» **WHAT YOU SHOULD DO**: Print out each record below, unaltered and complete, without its images.

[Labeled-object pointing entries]
★ ★ ★ ★ ★ ★ ★

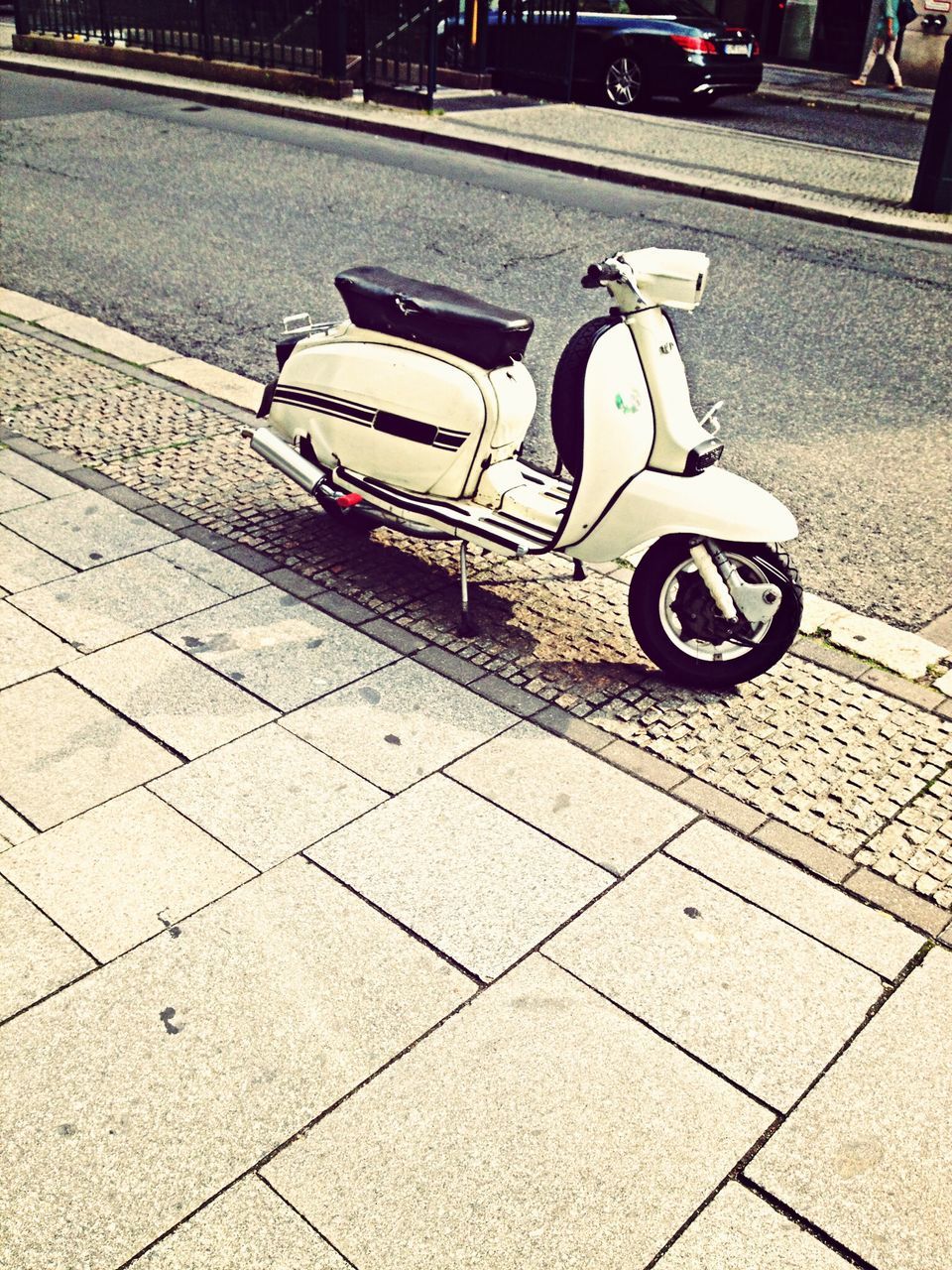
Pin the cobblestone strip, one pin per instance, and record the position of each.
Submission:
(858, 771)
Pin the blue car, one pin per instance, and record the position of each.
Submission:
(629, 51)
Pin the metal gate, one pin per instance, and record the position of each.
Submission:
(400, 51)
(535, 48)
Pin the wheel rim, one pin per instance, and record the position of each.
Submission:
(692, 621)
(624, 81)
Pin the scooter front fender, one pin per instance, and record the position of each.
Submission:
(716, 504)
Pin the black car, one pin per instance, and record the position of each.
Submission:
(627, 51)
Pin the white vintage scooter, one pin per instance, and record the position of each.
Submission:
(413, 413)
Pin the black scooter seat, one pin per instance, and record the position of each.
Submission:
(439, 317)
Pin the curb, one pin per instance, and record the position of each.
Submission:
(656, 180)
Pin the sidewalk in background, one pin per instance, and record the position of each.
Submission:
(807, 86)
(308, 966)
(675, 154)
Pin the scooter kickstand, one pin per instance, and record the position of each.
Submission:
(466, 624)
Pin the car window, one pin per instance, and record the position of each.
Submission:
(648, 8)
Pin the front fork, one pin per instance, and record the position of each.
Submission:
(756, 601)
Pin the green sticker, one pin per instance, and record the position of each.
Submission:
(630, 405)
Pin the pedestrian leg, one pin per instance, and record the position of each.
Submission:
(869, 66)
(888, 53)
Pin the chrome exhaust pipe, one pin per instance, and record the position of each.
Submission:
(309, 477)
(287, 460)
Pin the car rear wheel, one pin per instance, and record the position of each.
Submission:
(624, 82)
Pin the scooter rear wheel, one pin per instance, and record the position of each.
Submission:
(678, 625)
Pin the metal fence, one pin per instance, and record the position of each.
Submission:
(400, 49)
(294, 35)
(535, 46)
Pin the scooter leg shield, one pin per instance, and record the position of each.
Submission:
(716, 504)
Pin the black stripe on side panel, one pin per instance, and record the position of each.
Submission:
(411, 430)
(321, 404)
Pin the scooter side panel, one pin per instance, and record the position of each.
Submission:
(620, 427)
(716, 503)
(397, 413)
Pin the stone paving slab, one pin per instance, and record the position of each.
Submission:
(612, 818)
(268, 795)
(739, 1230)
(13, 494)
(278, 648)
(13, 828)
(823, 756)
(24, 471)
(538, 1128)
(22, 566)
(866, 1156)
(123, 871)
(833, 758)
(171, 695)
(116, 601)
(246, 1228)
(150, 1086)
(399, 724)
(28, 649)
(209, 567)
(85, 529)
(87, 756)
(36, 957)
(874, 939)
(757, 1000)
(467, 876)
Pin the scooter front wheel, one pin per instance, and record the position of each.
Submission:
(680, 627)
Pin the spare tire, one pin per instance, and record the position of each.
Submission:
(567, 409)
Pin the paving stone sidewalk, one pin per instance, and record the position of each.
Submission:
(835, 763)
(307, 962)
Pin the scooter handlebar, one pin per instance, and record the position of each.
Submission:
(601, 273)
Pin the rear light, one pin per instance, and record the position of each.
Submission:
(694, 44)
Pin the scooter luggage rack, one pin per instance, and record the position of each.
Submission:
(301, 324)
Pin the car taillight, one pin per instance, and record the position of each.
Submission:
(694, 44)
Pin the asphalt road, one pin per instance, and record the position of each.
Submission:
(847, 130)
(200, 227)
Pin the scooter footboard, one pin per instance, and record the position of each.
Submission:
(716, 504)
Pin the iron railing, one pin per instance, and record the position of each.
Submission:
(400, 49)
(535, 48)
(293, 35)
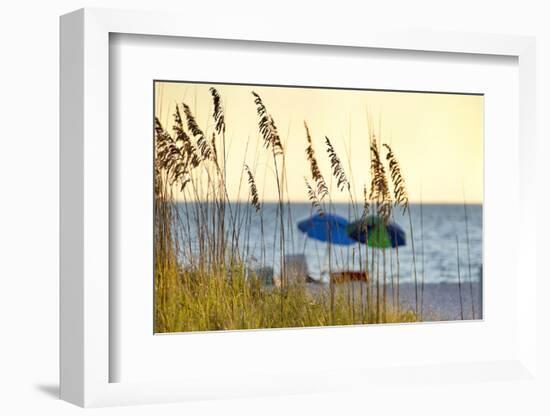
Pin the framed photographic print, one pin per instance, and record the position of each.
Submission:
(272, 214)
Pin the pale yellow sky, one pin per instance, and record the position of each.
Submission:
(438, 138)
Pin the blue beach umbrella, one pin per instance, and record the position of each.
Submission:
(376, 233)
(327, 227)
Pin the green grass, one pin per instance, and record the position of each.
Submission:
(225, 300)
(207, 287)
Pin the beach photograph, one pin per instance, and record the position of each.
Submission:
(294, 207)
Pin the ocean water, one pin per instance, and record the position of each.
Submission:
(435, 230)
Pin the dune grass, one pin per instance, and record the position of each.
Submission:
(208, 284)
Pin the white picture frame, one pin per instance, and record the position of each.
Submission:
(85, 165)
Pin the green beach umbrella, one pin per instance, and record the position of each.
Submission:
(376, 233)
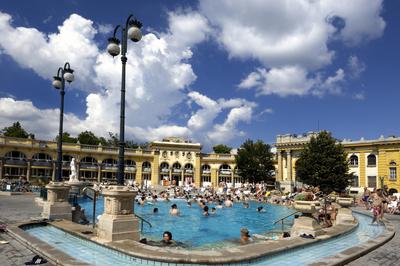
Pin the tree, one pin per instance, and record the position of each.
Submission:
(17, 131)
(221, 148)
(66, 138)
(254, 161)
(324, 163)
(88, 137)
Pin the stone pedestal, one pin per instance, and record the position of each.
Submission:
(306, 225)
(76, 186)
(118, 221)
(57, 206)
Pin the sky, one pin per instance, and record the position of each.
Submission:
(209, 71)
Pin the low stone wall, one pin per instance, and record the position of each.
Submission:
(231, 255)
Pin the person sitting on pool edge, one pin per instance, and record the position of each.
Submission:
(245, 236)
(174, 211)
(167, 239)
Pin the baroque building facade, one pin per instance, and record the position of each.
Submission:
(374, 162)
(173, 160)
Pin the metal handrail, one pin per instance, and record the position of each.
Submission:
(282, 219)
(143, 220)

★ ★ ★ ★ ★ ★ ★

» **REPLY TO THE TASK**:
Pin the cobblestone strip, one pin per instance, and record the position of each.
Submission:
(858, 771)
Pin the blue car, one pin per instance, and record the position of each.
Submission:
(629, 51)
Pin the metal gate, one pin per instance, and record the position of each.
Submission:
(400, 51)
(535, 48)
Pin the wheel rim, one pin per instance, and record the position of each.
Submission:
(692, 621)
(624, 81)
Pin the scooter front fender, one pin per instance, and record the position of each.
Submission:
(716, 504)
Pin the black car, one pin per instance, and record the position of each.
Submission:
(627, 51)
Pin the white vintage scooter, one pin per instance, and record the position of each.
Submission:
(413, 413)
Pin the black scooter seat, one pin per instance, and record the position of each.
Submission:
(439, 317)
Pin the curb, one pin per instance, and record the position of each.
Submission:
(656, 180)
Pin the sidewalk in background, one pin per instance, and record the position of each.
Submission:
(807, 86)
(308, 966)
(675, 154)
Pin the scooter kickstand, one pin per instance, and record the position of each.
Submission:
(466, 624)
Pin the car window, one pin per instance, and record the position of each.
Submission:
(648, 8)
Pin the front fork, one pin per instance, and record the position of each.
Submission:
(756, 601)
Pin the green sticker, one pin per instance, and record the position of each.
Submission:
(630, 405)
Pin the pedestrian leg, one pin per instance, and record the position of each.
Submission:
(869, 66)
(888, 53)
Pin the chrome exhaust pipe, one pin per instance, and record the position of each.
Submission:
(309, 477)
(287, 460)
Pin the car rear wheel, one pin per instance, and record the position of each.
Submission:
(624, 82)
Pin the scooter rear wheel, one pin per instance, and record the position of each.
Submission:
(678, 625)
Pin the metal fence, one pin per instance, and record the position of each.
Submission:
(400, 49)
(294, 35)
(535, 46)
Pin the scooter leg shield, one pin per instance, and record the position of each.
Submission:
(716, 504)
Pin the black stripe on side panel, one pin per instance, and record the position of each.
Submission:
(411, 430)
(321, 404)
Pin the scooter side panel, one pin per instance, and record the position of each.
Submission:
(620, 427)
(716, 503)
(397, 413)
Pin the stone paving slab, one pin per instance, and record the position of each.
Submission:
(612, 818)
(268, 795)
(739, 1230)
(13, 494)
(278, 648)
(13, 828)
(823, 756)
(24, 471)
(538, 1128)
(22, 566)
(866, 1156)
(123, 871)
(833, 758)
(171, 695)
(116, 601)
(246, 1228)
(150, 1086)
(399, 724)
(28, 649)
(209, 567)
(85, 529)
(87, 756)
(36, 957)
(874, 939)
(757, 1000)
(467, 876)
Pin the scooter front wheel, one pin per instance, and record the position of each.
Submission:
(680, 627)
Pin the spare tire, one pin per instance, and record the position of each.
Submission:
(567, 409)
Pin the paving stone sidewalk, one pin per instance, and record the position of each.
Submission:
(835, 763)
(307, 962)
Pin the scooter handlebar, one pin per instance, and record the position of each.
Submission:
(601, 273)
Pin the rear light, one pin per instance, and record the position of each.
Submission:
(694, 44)
Pin the scooter luggage rack, one pin per instance, and record the position of each.
Submission:
(301, 324)
Pin the car taillight, one pin per instance, and record the position of each.
Submission:
(694, 44)
Pin the asphalt road, one pin per instance, and record the position of each.
Submission:
(847, 130)
(200, 227)
Pin the scooter footboard, one pin per instance, and record the position of each.
Submission:
(716, 504)
Pin the iron railing, one pin per instance, and record the position of each.
Submission:
(400, 49)
(535, 48)
(293, 35)
Pin the framed photographic print, one pin per instance, and record the position of each.
Submission:
(272, 214)
Pin the pale yellow sky, one pin per instance, and record the position of each.
Submission:
(438, 138)
Pin the blue beach umbrella, one pin per instance, and record the position of each.
Submission:
(376, 233)
(327, 227)
Pin the green grass, one pin per instance, and record the position of each.
Submission:
(225, 300)
(207, 287)
Pin the beach photograph, one pin per instance, and record the position of each.
Submission:
(294, 207)
Pin the ocean water, one pin per instance, and record the position of each.
Submission:
(435, 230)
Pin the dune grass, one pin per instance, and record the position of each.
Submission:
(208, 284)
Pin the white picture frame, one pin per instance, and record the position of each.
Submission:
(85, 165)
Pin the green beach umbrella, one pin per instance, and record the position of each.
Submission:
(376, 233)
Pin the tree, one pin per instance, and record the position of each.
Submission:
(17, 131)
(221, 148)
(66, 138)
(254, 161)
(324, 163)
(88, 137)
Pin the stone pedestal, one pin per instance, and record the position of each.
Submission:
(306, 225)
(76, 186)
(118, 221)
(57, 206)
Pin the sky, one pin per instance, and record the position of each.
Submission:
(209, 71)
Pin the low stone wall, one pin per instance, and record the position of each.
Submission:
(231, 255)
Pin the person sitting on pool edge, one pin per instance, and record the position of each.
Submission:
(245, 236)
(174, 211)
(167, 239)
Pin the baroque building facade, one pin per instance, and record the position of each.
Submission:
(374, 162)
(173, 160)
Pin the metal handrail, one pin per instance, and record the position of each.
Submission:
(282, 219)
(143, 220)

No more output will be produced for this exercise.